-- begin MATERIAL FOR THIS EXERCISE --

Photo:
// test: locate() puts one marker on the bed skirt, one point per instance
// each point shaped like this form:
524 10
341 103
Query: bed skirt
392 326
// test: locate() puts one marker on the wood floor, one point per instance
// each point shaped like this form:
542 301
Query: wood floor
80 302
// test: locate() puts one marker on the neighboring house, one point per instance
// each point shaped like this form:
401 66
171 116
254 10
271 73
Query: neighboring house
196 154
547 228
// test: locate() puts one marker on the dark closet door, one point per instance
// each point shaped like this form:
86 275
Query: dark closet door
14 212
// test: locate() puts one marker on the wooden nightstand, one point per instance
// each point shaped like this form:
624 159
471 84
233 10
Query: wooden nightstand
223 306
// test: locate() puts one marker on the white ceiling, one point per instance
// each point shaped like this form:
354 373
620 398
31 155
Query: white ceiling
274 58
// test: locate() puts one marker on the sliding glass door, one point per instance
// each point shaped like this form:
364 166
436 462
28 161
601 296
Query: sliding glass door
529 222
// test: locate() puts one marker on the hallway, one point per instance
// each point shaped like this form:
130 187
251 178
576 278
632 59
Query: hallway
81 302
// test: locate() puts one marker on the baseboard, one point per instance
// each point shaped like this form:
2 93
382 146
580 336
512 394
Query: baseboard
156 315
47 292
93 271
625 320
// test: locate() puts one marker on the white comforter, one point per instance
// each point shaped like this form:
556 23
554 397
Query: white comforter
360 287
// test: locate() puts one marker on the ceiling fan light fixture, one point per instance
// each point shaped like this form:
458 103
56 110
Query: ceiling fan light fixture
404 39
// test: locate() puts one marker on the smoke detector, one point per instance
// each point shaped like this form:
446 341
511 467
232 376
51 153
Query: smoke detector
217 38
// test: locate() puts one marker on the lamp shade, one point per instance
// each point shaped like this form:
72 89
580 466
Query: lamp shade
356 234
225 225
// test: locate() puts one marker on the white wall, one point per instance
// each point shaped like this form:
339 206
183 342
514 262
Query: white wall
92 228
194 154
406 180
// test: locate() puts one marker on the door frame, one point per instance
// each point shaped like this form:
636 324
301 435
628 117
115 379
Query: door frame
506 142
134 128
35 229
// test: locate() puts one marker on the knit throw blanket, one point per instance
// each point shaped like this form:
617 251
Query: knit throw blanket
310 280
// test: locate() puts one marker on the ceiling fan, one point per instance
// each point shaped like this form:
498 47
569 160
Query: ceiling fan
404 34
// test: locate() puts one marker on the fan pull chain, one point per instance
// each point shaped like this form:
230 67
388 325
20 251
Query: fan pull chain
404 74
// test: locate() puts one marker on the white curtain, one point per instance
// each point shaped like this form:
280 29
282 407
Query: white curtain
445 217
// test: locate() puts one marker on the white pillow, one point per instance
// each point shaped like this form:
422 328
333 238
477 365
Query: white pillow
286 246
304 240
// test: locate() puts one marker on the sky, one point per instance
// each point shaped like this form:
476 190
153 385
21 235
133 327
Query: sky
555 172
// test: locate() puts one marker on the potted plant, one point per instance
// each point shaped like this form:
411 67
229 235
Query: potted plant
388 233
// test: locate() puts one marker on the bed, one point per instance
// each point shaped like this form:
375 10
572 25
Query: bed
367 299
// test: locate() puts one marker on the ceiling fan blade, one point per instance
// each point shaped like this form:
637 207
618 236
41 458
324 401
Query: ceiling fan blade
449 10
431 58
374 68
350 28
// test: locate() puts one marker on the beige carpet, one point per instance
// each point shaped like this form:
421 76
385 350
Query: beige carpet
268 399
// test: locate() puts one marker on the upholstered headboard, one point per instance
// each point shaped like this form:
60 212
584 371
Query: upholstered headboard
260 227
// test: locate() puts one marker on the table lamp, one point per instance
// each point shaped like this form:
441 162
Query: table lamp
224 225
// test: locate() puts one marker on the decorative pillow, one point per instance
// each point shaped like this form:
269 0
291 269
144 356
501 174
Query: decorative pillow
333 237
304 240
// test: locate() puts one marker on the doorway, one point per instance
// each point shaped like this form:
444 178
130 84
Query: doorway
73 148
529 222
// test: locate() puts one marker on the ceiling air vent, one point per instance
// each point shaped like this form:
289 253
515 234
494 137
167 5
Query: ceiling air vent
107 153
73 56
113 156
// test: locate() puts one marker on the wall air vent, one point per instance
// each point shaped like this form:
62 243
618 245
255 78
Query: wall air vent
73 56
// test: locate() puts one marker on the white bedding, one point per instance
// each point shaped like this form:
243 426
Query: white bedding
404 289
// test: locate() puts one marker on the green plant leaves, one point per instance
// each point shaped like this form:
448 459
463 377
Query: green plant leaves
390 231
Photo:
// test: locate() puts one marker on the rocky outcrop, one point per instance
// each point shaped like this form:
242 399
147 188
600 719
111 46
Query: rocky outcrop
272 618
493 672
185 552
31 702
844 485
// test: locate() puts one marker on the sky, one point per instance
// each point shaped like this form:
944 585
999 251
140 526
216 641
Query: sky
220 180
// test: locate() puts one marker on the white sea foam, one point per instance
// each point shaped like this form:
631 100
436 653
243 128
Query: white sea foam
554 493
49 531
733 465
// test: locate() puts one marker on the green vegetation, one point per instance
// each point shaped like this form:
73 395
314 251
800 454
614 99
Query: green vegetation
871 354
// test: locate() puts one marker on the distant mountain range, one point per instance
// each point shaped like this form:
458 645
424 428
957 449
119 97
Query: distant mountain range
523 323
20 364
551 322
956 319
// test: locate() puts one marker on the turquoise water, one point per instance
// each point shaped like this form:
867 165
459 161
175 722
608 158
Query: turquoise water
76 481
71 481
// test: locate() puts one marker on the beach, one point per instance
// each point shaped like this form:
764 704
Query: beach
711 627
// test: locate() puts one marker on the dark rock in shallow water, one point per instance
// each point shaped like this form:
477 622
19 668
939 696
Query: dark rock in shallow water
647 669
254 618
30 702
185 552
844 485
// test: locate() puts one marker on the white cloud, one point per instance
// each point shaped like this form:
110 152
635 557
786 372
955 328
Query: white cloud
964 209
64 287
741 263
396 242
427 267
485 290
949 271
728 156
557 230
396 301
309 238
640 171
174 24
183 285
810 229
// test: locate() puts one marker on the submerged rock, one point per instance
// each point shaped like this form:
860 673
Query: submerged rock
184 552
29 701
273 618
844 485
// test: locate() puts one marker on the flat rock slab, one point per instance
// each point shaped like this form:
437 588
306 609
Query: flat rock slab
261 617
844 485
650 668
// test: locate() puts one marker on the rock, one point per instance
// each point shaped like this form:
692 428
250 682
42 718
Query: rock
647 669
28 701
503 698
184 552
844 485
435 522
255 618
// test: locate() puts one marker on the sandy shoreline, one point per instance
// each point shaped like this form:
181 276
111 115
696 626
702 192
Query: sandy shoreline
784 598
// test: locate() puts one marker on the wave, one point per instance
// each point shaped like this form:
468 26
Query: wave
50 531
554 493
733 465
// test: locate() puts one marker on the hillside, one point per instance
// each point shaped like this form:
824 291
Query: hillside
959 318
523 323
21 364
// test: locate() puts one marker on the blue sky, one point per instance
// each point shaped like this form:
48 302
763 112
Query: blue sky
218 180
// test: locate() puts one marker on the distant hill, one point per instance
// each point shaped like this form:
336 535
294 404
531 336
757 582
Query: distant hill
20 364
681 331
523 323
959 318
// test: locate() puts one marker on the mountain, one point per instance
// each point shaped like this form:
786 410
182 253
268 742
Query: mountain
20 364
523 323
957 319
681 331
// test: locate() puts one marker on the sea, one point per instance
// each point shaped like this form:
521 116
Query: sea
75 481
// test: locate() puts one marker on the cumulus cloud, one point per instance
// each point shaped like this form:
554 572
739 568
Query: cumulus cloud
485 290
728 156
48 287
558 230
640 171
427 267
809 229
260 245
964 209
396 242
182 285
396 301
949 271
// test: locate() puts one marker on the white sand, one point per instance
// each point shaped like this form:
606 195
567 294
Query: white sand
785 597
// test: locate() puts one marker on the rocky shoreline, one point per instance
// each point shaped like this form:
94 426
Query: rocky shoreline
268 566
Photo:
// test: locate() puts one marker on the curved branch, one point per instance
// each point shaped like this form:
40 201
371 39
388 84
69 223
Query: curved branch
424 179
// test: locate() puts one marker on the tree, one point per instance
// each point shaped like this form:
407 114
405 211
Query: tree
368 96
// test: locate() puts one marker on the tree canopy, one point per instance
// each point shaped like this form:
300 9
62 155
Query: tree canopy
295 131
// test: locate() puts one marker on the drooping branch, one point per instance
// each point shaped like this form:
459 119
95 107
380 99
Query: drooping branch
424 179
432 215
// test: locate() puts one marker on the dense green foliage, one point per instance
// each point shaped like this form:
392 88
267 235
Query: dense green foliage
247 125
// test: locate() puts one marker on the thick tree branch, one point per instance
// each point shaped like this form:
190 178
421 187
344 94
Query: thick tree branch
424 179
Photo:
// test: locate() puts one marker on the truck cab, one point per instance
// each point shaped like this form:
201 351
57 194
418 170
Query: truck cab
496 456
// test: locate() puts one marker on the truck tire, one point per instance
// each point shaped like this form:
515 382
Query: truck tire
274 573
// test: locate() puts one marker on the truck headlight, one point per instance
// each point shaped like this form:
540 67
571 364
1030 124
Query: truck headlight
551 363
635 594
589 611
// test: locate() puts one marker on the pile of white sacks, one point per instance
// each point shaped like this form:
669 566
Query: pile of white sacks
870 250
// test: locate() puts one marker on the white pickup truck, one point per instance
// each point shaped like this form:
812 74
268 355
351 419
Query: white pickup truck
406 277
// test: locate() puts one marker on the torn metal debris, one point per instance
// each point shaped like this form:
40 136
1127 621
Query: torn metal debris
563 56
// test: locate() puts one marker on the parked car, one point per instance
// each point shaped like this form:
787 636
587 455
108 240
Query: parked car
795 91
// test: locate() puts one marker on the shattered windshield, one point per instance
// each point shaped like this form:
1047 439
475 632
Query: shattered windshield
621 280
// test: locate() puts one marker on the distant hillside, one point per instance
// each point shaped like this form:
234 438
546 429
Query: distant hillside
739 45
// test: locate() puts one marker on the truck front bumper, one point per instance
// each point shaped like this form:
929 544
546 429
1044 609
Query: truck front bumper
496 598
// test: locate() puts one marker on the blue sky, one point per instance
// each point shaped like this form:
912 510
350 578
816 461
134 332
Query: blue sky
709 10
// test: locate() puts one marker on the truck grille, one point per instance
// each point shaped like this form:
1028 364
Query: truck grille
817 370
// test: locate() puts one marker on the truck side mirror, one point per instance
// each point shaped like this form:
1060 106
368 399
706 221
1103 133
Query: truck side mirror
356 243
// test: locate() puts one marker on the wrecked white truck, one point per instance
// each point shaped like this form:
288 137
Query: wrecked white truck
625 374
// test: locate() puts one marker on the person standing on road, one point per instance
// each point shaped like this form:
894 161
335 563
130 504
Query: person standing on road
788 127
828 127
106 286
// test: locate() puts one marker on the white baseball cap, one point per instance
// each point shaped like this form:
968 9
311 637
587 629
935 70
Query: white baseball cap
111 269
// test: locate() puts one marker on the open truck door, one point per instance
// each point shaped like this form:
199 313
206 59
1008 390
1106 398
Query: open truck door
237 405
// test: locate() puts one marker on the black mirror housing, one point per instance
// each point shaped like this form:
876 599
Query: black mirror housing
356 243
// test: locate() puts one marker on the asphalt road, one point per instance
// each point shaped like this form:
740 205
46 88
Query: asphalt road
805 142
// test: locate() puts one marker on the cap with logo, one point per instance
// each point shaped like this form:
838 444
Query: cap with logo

-- end MATERIAL FOR THIS EXERCISE --

=== YOUR TASK ===
Give back exactly the lines from the line holding "mirror, one point per instance" through the last line of the listing, including both.

=== OUTPUT OF THE TASK ===
// test: locate() puts one marker on the truck side mirror, one point per instance
// each point shaped like this form:
1060 106
368 399
706 221
1103 133
Query: truck side mirror
356 243
// test: locate() puts one marker on the wrecked white truck, one point per instance
// each point shaped like this form:
288 137
Query: wrecked white truck
625 374
// test: locate() puts one marker on the person standing on road, one point per instance
// each point shaped like this form:
894 161
335 563
130 504
Query: person standing on road
788 127
828 127
106 286
// test: locate() puts one marker on the white baseball cap, one point per instance
// each point shaped like this form:
968 9
311 637
587 629
935 70
Query: white baseball cap
111 269
// test: locate() puts one marker on the open truck door, one point per instance
// each point shaped like this form:
199 313
206 59
1008 390
1106 398
Query: open truck door
237 405
// test: locate() puts one marker on the black mirror housing, one point per instance
// each point shaped like this form:
876 599
Query: black mirror housing
356 243
// test: locate() puts one marker on the asphalt road, one point per instance
// each point shaped like this form:
740 205
46 88
Query: asphalt road
805 142
// test: locate() puts one marker on the cap with logo, one point per instance
// each point shaped like this form:
838 444
Query: cap with logo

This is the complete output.